> _Instructions_:
1. In the passage on Spyridium thymifolium, during which months does the plant flower?
2. Write a continuation of the passage on Spyridium thymifolium, picking up after its last sentence.

Spyridium thymifolium, commonly known as thyme-leaved spyridium, is a species of flowering plant in the family Rhamnaceae and is endemic to the south-east of South Australia. It is a small shrub with egg-shaped to almost round leaves, and heads of woolly-hairy flowers.

==Description==
Spyridium thymifolium is a shrub that typically grows to a height of about 50 cm and has slender branchlets covered with white or rust-coloured, woolly hairs. The leaves are egg-shaped to almost round, 7–20 mm long and 4–15 mm wide with brownish-black stipules at the base. The upper surface of the leaves is glabrous and the lower surface covered with greyish, woolly hairs. The heads of "flowers" are 4–9 mm in diameter and woolly-hairy surrounded by 2 to 3 more or less round, white, velvety floral leaves and with dark brown bracts at the base. Flowering occurs from September to February.

> _Given data_:
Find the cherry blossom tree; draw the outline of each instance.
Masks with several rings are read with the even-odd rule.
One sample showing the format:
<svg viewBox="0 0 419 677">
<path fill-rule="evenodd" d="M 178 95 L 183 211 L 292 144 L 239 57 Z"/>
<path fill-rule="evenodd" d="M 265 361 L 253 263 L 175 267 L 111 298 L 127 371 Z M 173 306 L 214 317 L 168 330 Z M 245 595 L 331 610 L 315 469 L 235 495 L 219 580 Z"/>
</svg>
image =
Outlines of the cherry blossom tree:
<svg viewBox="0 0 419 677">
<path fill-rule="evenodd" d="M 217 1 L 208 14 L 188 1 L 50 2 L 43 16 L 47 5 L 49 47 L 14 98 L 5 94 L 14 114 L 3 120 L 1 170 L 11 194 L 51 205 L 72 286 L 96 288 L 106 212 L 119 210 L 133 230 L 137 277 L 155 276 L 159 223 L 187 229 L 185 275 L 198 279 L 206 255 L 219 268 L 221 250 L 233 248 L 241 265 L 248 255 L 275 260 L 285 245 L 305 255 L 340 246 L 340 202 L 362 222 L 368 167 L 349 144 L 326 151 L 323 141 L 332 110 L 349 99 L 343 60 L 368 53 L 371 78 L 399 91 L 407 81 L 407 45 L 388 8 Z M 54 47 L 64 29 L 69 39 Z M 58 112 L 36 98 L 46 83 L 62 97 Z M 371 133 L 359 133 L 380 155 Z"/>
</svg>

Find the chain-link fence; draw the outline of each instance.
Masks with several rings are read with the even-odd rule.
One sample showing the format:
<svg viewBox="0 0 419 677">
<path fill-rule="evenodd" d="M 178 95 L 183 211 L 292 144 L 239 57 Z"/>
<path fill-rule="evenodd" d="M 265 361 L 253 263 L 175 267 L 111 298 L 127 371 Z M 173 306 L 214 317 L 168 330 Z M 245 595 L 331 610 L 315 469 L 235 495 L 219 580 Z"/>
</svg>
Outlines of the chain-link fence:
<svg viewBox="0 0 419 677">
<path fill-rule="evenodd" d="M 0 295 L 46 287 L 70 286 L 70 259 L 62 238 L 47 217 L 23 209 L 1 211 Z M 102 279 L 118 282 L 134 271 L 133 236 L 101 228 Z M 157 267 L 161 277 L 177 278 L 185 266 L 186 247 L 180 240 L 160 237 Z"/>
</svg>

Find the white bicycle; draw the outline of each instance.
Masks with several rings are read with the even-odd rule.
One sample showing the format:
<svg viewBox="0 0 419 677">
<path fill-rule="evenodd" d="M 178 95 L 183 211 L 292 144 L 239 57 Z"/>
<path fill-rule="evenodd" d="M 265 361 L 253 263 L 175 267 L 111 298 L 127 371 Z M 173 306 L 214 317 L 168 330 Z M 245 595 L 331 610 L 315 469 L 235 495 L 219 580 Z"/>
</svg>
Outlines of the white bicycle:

> _Results for the exercise_:
1. From September to February.

2.
==Taxonomy==
Spyridium thymifolium was first formally described in 1858 by Siegfried Reissek in the journal Linnaea from specimens collected by Ferdinand von Mueller, near Encounter Bay in 1847. The specific epithet (thymifolium) means "thyme-leaved".

==Distribution==
Spyridium thymifolium occurs in the Southern Lofty and Kangaroo Island botanical regions of south-eastern South Australia.